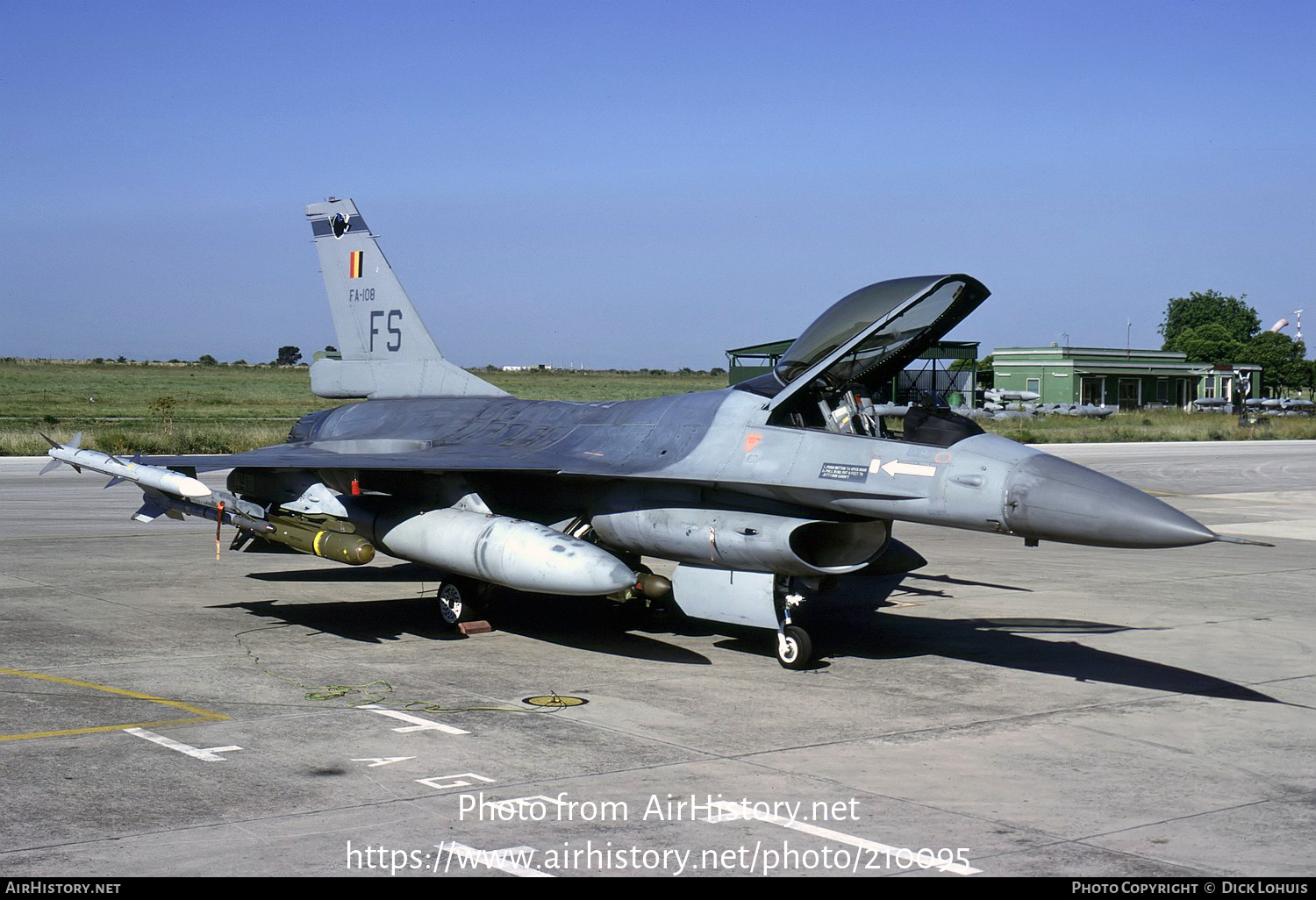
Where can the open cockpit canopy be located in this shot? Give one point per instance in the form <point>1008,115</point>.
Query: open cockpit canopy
<point>861,342</point>
<point>876,332</point>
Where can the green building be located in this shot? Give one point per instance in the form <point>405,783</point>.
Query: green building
<point>1124,378</point>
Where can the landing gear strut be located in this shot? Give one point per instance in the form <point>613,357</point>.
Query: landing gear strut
<point>794,645</point>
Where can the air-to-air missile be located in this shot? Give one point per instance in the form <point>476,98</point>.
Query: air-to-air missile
<point>168,492</point>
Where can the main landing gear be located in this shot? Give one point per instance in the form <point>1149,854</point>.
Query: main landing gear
<point>460,600</point>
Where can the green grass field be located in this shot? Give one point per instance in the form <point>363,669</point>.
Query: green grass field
<point>190,408</point>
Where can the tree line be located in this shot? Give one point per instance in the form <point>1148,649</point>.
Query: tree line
<point>1210,326</point>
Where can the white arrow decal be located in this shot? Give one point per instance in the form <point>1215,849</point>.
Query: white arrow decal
<point>897,468</point>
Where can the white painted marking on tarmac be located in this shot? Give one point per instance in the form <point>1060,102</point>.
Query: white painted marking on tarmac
<point>197,753</point>
<point>736,811</point>
<point>418,723</point>
<point>433,781</point>
<point>503,861</point>
<point>382,761</point>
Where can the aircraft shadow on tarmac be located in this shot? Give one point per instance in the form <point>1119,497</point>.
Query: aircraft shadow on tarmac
<point>849,624</point>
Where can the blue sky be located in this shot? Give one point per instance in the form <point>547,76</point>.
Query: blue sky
<point>645,184</point>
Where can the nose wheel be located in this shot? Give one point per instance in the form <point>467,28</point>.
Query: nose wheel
<point>794,647</point>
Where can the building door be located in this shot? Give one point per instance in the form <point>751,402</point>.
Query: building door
<point>1131,392</point>
<point>1094,391</point>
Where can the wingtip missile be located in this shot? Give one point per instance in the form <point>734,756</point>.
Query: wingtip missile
<point>149,476</point>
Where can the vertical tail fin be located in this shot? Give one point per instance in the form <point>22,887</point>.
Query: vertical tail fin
<point>386,349</point>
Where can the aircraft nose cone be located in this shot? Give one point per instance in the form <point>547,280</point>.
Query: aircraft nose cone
<point>1053,499</point>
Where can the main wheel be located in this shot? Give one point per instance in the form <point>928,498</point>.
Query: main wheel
<point>454,602</point>
<point>794,647</point>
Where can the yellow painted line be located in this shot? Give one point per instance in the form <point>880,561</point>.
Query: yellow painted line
<point>197,713</point>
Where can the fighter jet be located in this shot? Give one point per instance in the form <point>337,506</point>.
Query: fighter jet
<point>763,494</point>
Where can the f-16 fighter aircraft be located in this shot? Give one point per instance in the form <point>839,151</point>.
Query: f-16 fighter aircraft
<point>763,492</point>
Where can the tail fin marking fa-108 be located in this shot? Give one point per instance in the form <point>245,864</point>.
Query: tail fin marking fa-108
<point>386,349</point>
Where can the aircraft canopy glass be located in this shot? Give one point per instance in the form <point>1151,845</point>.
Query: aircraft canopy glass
<point>894,323</point>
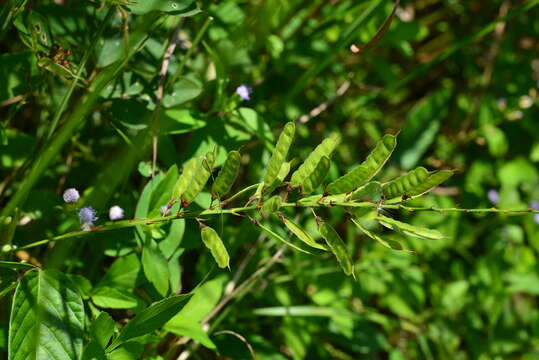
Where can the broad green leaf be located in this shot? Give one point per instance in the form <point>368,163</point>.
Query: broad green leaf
<point>367,170</point>
<point>411,230</point>
<point>47,318</point>
<point>415,183</point>
<point>155,266</point>
<point>113,298</point>
<point>123,273</point>
<point>151,318</point>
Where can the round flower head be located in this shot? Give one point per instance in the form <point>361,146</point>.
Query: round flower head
<point>71,195</point>
<point>164,210</point>
<point>244,92</point>
<point>493,196</point>
<point>87,217</point>
<point>116,213</point>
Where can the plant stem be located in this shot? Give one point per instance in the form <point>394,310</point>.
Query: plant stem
<point>245,209</point>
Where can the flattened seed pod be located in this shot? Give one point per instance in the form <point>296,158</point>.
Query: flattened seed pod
<point>325,148</point>
<point>227,175</point>
<point>316,177</point>
<point>337,246</point>
<point>271,206</point>
<point>302,234</point>
<point>367,170</point>
<point>214,243</point>
<point>279,153</point>
<point>181,185</point>
<point>200,178</point>
<point>415,183</point>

**Given task**
Can you copy all of the material above word for word, leaving the pictures out of your reply?

**Reply to the exercise**
Where can the open cockpit canopy be located in this shot? Give one point per instance in the form <point>1008,115</point>.
Query: open cockpit canopy
<point>861,342</point>
<point>876,332</point>
Where can the green building be located in this shot? Give one point per instance in the form <point>405,783</point>.
Query: green building
<point>1124,378</point>
Where can the landing gear strut be located in this shot? Give one point per instance in the form <point>613,357</point>.
Query: landing gear strut
<point>794,645</point>
Where can the air-to-air missile be located in this shot? Give one point per instance in the form <point>476,98</point>.
Query: air-to-air missile
<point>168,492</point>
Where can the main landing gear be located in this shot? Give one point per instance in the form <point>1149,854</point>.
Query: main landing gear
<point>460,600</point>
Where can the green grass field be located in this shot? Give one point per instance in the form <point>363,669</point>.
Query: green grass field
<point>190,408</point>
Where can the tree line be located in this shot? Give one point per instance in the form <point>1148,649</point>.
Query: tree line
<point>1210,326</point>
Where can the white arrow decal be located in this shot? Give one point per instance in the form <point>1215,849</point>.
Query: white arrow decal
<point>897,468</point>
Where can the white painted marking on tarmac be located in this shot? Give one point per instance in the form <point>1060,102</point>.
Query: white painted marking on tarmac
<point>197,753</point>
<point>736,811</point>
<point>418,723</point>
<point>433,781</point>
<point>503,861</point>
<point>382,761</point>
Where can the aircraft shadow on tarmac be located in this shot? Give one point per instance in the form <point>1119,497</point>.
Query: aircraft shadow on tarmac
<point>849,624</point>
Where can the blue sky be located in this shot? Give one point per instance in the form <point>547,76</point>.
Query: blue sky
<point>645,184</point>
Where can the nose wheel be located in this shot? Give one point per instance in the form <point>467,28</point>.
Query: nose wheel
<point>794,647</point>
Where can the building door be located in this shot? Give one point per instance in the form <point>751,402</point>.
Query: building door
<point>1131,392</point>
<point>1094,391</point>
Where can the wingtip missile be located in this shot? Give one point per instance in the form <point>734,756</point>.
Query: wingtip missile
<point>149,476</point>
Where can the vertical tail fin be located in this shot? Give one point per instance in the form <point>22,887</point>.
Query: vertical tail fin
<point>386,349</point>
Where can the aircraft nose cone be located in this shot? Give one point per instance in the form <point>547,280</point>.
Query: aircraft nose cone
<point>1053,499</point>
Where can the main wheel be located in this shot? Give one point per instance in the form <point>928,498</point>.
Query: main wheel
<point>454,602</point>
<point>794,647</point>
Where can the yellow painted line be located in this shot? Give one point per instance in the form <point>880,561</point>.
Query: yellow painted line
<point>197,713</point>
Where can the fighter jet be located in this shot? Give one point per instance in the form <point>337,506</point>.
Query: fighter jet
<point>763,494</point>
Where can the f-16 fighter aircraft be located in this shot? Give one point per instance in the form <point>839,151</point>.
Query: f-16 fighter aircraft
<point>763,492</point>
Where can the tail fin marking fa-108 be located in this shot? Give one point per instance in the form <point>245,864</point>.
Query: tail fin marking fa-108
<point>386,349</point>
Where can the aircraft canopy glass be located in this shot? Give one point per instance in the form <point>1151,845</point>.
Query: aircraft canopy glass
<point>894,323</point>
Where can the broad green leaf be located in this shot? Give one point per instance in the form <point>368,163</point>.
Query: broad green leaf
<point>367,170</point>
<point>411,230</point>
<point>47,318</point>
<point>415,183</point>
<point>155,266</point>
<point>113,298</point>
<point>123,273</point>
<point>151,318</point>
Where can the round flower head be located in this shot? Give one point per instance in the form <point>361,146</point>.
Query: round flower head
<point>71,195</point>
<point>164,210</point>
<point>244,92</point>
<point>493,196</point>
<point>87,217</point>
<point>116,213</point>
Where can the plant stem be located in this shot? Give one point per instance in the form <point>394,310</point>.
Query: plant stem
<point>245,209</point>
Where can the flattened seed pod be located in this shot? Give one point per instance in the form <point>296,158</point>.
Query: flattened seed pod
<point>325,148</point>
<point>227,175</point>
<point>316,177</point>
<point>337,246</point>
<point>271,206</point>
<point>302,234</point>
<point>367,170</point>
<point>214,243</point>
<point>279,153</point>
<point>181,185</point>
<point>200,178</point>
<point>415,183</point>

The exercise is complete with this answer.